Provided records Block Start

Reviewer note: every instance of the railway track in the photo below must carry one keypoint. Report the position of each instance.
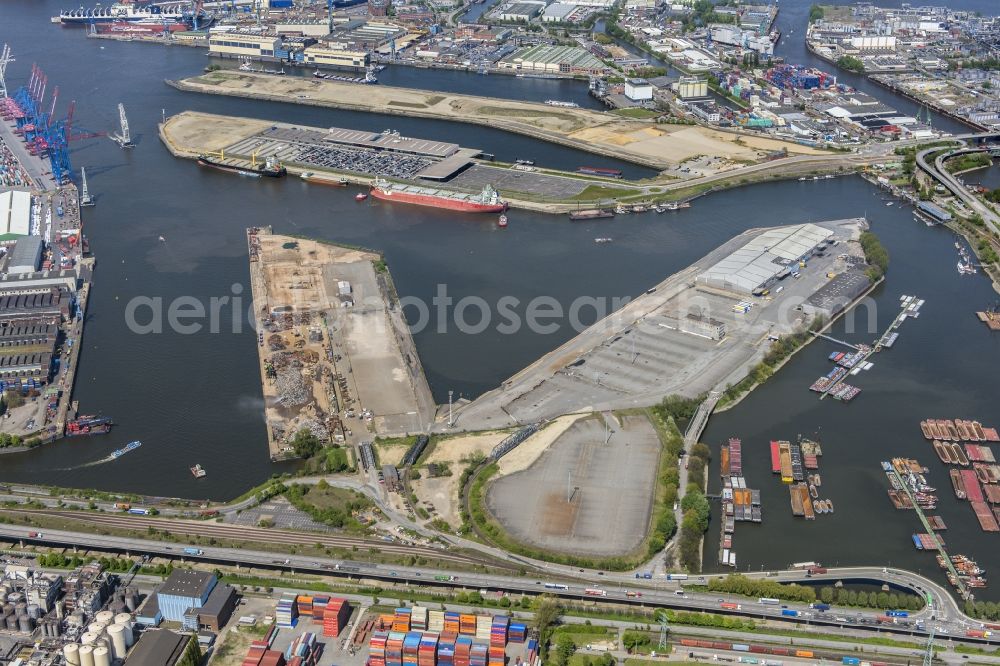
(240, 533)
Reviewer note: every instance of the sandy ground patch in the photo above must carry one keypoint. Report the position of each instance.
(643, 140)
(442, 492)
(530, 449)
(202, 132)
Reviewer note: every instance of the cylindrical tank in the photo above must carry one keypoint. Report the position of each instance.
(86, 656)
(116, 633)
(71, 652)
(102, 656)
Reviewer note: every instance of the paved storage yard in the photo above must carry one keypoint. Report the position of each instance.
(584, 495)
(639, 354)
(528, 182)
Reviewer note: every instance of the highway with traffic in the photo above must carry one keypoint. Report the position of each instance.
(943, 616)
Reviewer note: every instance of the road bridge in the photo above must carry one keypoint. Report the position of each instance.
(943, 616)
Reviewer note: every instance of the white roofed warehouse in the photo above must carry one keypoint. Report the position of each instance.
(763, 259)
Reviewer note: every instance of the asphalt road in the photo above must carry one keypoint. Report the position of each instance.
(948, 619)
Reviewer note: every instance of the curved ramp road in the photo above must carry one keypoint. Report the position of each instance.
(944, 617)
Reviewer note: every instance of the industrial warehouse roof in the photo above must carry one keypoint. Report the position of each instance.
(573, 55)
(26, 254)
(15, 214)
(187, 583)
(158, 647)
(559, 10)
(763, 257)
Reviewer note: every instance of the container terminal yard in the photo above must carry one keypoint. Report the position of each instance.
(45, 269)
(700, 329)
(336, 356)
(89, 609)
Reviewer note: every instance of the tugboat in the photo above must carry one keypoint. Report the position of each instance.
(270, 168)
(88, 425)
(131, 446)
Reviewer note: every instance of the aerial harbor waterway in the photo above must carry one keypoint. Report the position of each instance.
(195, 397)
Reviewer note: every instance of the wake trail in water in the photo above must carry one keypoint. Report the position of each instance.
(103, 460)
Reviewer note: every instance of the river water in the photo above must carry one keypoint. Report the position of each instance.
(196, 398)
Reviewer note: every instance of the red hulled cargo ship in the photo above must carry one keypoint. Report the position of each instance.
(487, 201)
(88, 425)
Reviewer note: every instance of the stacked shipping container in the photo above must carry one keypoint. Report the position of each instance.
(451, 622)
(335, 616)
(259, 655)
(377, 648)
(411, 648)
(498, 630)
(463, 648)
(418, 618)
(394, 648)
(427, 650)
(484, 623)
(287, 612)
(435, 621)
(304, 650)
(401, 621)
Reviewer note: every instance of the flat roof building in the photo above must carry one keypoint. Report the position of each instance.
(217, 610)
(15, 214)
(184, 589)
(763, 258)
(638, 90)
(520, 11)
(161, 647)
(242, 44)
(558, 12)
(50, 305)
(553, 59)
(26, 257)
(322, 55)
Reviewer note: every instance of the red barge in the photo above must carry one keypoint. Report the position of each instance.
(487, 201)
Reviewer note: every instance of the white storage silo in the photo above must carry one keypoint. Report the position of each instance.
(86, 656)
(102, 656)
(71, 652)
(125, 620)
(116, 633)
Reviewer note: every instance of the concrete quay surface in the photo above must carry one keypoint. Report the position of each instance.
(634, 357)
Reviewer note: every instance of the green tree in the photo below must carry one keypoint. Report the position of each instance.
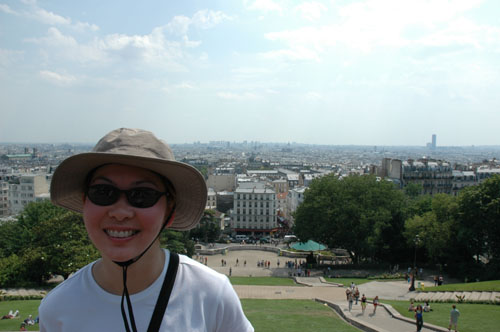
(47, 240)
(358, 213)
(436, 229)
(64, 243)
(479, 215)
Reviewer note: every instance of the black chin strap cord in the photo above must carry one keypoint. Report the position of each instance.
(124, 266)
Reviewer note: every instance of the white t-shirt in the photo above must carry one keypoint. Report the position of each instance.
(201, 300)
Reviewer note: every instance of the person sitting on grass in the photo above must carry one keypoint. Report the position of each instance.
(29, 320)
(427, 307)
(412, 306)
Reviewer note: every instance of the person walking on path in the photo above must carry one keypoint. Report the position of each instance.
(454, 314)
(350, 299)
(128, 189)
(375, 304)
(356, 295)
(419, 316)
(347, 292)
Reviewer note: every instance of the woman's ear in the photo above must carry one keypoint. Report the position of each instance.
(169, 222)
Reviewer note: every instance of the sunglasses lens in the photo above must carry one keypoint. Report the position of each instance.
(103, 194)
(143, 197)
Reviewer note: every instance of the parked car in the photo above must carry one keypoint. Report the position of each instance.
(265, 239)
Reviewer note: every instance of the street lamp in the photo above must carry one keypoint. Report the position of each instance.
(412, 287)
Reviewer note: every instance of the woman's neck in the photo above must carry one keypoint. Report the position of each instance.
(140, 274)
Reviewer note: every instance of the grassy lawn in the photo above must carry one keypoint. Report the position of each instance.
(473, 317)
(263, 281)
(25, 308)
(293, 316)
(485, 286)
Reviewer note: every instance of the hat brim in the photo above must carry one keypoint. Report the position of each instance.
(68, 181)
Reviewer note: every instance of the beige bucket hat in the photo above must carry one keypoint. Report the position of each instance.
(133, 147)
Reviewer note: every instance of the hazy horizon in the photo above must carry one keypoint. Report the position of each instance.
(330, 72)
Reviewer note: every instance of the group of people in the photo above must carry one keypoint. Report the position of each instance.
(28, 321)
(426, 307)
(352, 295)
(419, 315)
(438, 281)
(11, 314)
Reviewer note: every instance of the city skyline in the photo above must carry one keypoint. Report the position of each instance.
(362, 73)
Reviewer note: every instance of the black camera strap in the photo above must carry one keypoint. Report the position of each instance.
(164, 296)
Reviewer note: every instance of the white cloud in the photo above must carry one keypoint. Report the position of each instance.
(207, 19)
(6, 9)
(313, 96)
(297, 53)
(59, 79)
(365, 26)
(237, 96)
(47, 17)
(8, 57)
(83, 26)
(67, 47)
(179, 25)
(311, 10)
(185, 85)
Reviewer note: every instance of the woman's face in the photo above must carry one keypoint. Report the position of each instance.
(120, 231)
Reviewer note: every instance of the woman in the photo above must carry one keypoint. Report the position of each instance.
(375, 304)
(129, 188)
(363, 303)
(419, 316)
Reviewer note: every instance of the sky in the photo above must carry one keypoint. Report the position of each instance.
(336, 72)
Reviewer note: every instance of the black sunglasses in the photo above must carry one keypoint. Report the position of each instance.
(106, 194)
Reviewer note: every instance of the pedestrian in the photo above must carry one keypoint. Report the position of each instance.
(350, 300)
(363, 304)
(130, 188)
(454, 314)
(347, 292)
(419, 317)
(375, 304)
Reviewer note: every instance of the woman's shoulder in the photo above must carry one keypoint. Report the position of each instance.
(189, 265)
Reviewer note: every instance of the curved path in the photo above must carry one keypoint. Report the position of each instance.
(382, 321)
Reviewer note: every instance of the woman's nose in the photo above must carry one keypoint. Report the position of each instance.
(121, 210)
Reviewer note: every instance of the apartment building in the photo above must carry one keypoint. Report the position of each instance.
(294, 198)
(27, 188)
(211, 200)
(254, 209)
(4, 199)
(462, 179)
(434, 176)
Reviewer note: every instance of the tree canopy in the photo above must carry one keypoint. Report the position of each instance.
(357, 213)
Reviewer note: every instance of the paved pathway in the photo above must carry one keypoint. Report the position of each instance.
(382, 321)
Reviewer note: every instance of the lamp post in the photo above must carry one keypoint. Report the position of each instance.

Provided records Block End

Output all of the entries once more, word for word, with the images removed.

Reviewer note: every instance of the railway track in the photo below must carry one keypoint. Report the position of each instance.
(240, 533)
Reviewer note: every instance of the sandy ground patch in the photo above must carry one keypoint. Report the position of each instance.
(643, 140)
(442, 492)
(530, 449)
(202, 132)
Reviewer note: every instance of the cylindrical tank in the photo above must carry one keypoint. Report the position of each instance.
(86, 656)
(116, 633)
(71, 652)
(102, 656)
Reviewer note: every instance of the paved storage yard in the photo above must carry one keypoint. Report the position of each instance.
(584, 495)
(639, 354)
(528, 182)
Reviewer note: every instance of the highway with traffic in the photo above must carry one keypoint. Report the position of each instance.
(943, 616)
Reviewer note: every instance of the road bridge in the photo above must carry one keypoint. Report the position of each instance.
(943, 616)
Reviewer note: every instance of the white roofed warehouse in the photo above must carry one keypoint. Report the position of each instance.
(763, 259)
Reviewer note: every instance of the asphalt road in the photo above must carry one keypoint. Report the position of each instance.
(948, 619)
Reviewer note: every instance of the curved ramp road in the photo above must carry one keypoint. Report the position of each instance.
(944, 617)
Reviewer note: every instance of the industrial warehouse roof in the photo above must carry one keypoint. Report the position of each instance.
(573, 55)
(26, 254)
(15, 214)
(187, 583)
(158, 647)
(559, 10)
(763, 257)
Reviewer note: every instance of the container terminal yard in the photo above must carry one keypoint. Report the position of each instance.
(45, 269)
(700, 329)
(336, 356)
(89, 609)
Reviewer note: every instance of the tugboat in the photo above must carry one keypoint. Report the position of each instance.
(270, 168)
(88, 425)
(131, 446)
Reviewer note: every instance of the aerial harbor waterway in the photo above must carry one keypoint. Report the position of each instance.
(195, 397)
Reviewer note: every instance of the wake trail in water in the photo above must carry one keypoint. Report the position of each instance.
(103, 460)
Reviewer note: every instance of the river water in the photo above must carry one keypoint. Report the position of each instance.
(196, 398)
Reviewer note: every instance of the red hulled cargo ship in the photo above must carry one keypoint. Report the position of each instance.
(487, 201)
(88, 425)
Reviewer note: every instance of the stacked shipping container in the photo above must carry one keypoint. Report the position of each instance.
(451, 622)
(335, 616)
(259, 655)
(377, 648)
(411, 648)
(498, 630)
(463, 648)
(418, 618)
(394, 648)
(427, 650)
(484, 623)
(287, 612)
(435, 621)
(304, 650)
(401, 621)
Reviewer note: every instance of the flat roof building in the photo above must carry one keypoint. Report the position of each instance.
(217, 610)
(15, 214)
(184, 589)
(763, 258)
(638, 90)
(520, 11)
(161, 647)
(242, 44)
(558, 12)
(50, 305)
(553, 59)
(26, 257)
(322, 55)
Reviewer note: every instance of the red barge in the photo above must carry one keypoint. Report the position of each instance.
(487, 201)
Reviewer note: every instance of the white storage silo in the photo above must carry one keypoint. Report the position of each instance.
(86, 656)
(102, 656)
(71, 652)
(125, 620)
(116, 633)
Reviewer note: every instance of the concrete quay surface in the photo above must carry one keypoint. Report the position of each instance.
(634, 357)
Reviewer note: every instance of the green tree in the photo below must carry one keypoint. Report the position of each instance.
(47, 240)
(358, 213)
(436, 229)
(64, 243)
(479, 215)
Reviewer note: every instance of the black chin strap cord in the photo above must carry one keypoint. Report the position of each instance.
(124, 266)
Reviewer note: every instance of the white t-shirt in the photo above must carry one keypoint. Report the position of each instance.
(201, 300)
Reviewer note: every instance of the person sitting on grass in the photo above must carry one keypoint. Report the position of each instance.
(29, 320)
(427, 307)
(412, 306)
Reviewer note: every instance of the person walking on path in the photo above must carry one keypoint. Report the position of each instance.
(454, 314)
(350, 299)
(128, 189)
(375, 304)
(356, 295)
(419, 316)
(347, 292)
Reviewer note: every instance of the woman's ear in the photo above must carry one keypoint. Report the position of each instance.
(169, 222)
Reviewer note: every instance of the sunglasses lens in the photo above must carry one keypoint. Report the position of each instance.
(103, 194)
(143, 197)
Reviewer note: every instance of the parked car in the photo above must carry one keypoint. Report the position of each instance.
(265, 239)
Reviewer note: every instance of the street lamp in the photo above must carry one keypoint. Report the position of each instance.
(412, 287)
Reviewer note: every instance of the woman's neck in the photo above must carry one keypoint. Report the position of each instance.
(140, 274)
Reviewer note: every instance of the grassy lawn in the photo above must carry one keypoint. Report the position of each instance.
(473, 317)
(263, 281)
(25, 308)
(293, 316)
(485, 286)
Reviewer note: every instance of the hat brim in the photo above must carry one keypoint. Report the position of each instance.
(68, 181)
Reviewer note: every instance of the beige bucket hat in the photo above must carry one keypoint. Report the position of each instance.
(133, 147)
Reviewer note: every instance of the hazy horizon in the photo above must carry one keypoint. Report the position of each instance.
(330, 72)
Reviewer note: every instance of the group of people in the photo above must carry one keypoint. Report the position of each instance.
(28, 321)
(426, 307)
(352, 295)
(419, 315)
(438, 281)
(11, 314)
Reviewer note: every instance of the city skyline in the photo above must carry one keypoint. Report the position of each instance.
(362, 73)
Reviewer note: every instance of the black camera strap in the photo above must carry one keypoint. Report the position of each instance.
(164, 296)
Reviewer note: every instance of the white cloud in the photo above must carry one keypoint. Report the position of each instance.
(207, 19)
(6, 9)
(313, 96)
(297, 53)
(59, 79)
(365, 26)
(237, 96)
(47, 17)
(8, 57)
(83, 26)
(67, 47)
(179, 25)
(311, 10)
(185, 85)
Reviewer note: every instance of the woman's face in the photo above must carry one keypoint. Report the position of each instance.
(120, 231)
Reviewer note: every instance of the woman in the photo above must carry one keypoint. Report the position of each instance.
(375, 304)
(129, 188)
(363, 303)
(419, 316)
Reviewer note: every instance of the sky in the photo above must carry one keypoint. Report the position of each instance.
(336, 72)
Reviewer note: every instance of the black sunglasses in the photo above must carry one keypoint. Report the position of each instance.
(106, 194)
Reviewer note: every instance of the pedestrian in the photo above must carry one keypoint. Report the position of each instance.
(350, 300)
(363, 304)
(130, 188)
(454, 314)
(347, 292)
(419, 317)
(375, 304)
Reviewer note: every instance of the woman's shoulder in the photo above must carry one keypoint. Report the position of each instance.
(189, 265)
Reviewer note: every instance of the curved path in the photo above must carry one keypoint. Report the position of each instance.
(382, 321)
Reviewer note: every instance of the woman's nose in the photo above must carry one keypoint. Report the position of each instance.
(121, 210)
Reviewer note: every instance of the apartment building in the photo above must carry one keypoint. Report the position of each instance.
(294, 198)
(27, 188)
(211, 200)
(254, 209)
(4, 199)
(462, 179)
(434, 176)
Reviewer note: every instance of the tree canopy in the photo above must carry one keypoint. Report the position of each instance.
(357, 213)
Reviewer note: every instance of the paved pathway in the photo above must carry one keypoint. Report the position of each instance.
(382, 321)
Reviewer note: every instance of the lamp post in the photo above must carry one keypoint. Report the position of each instance.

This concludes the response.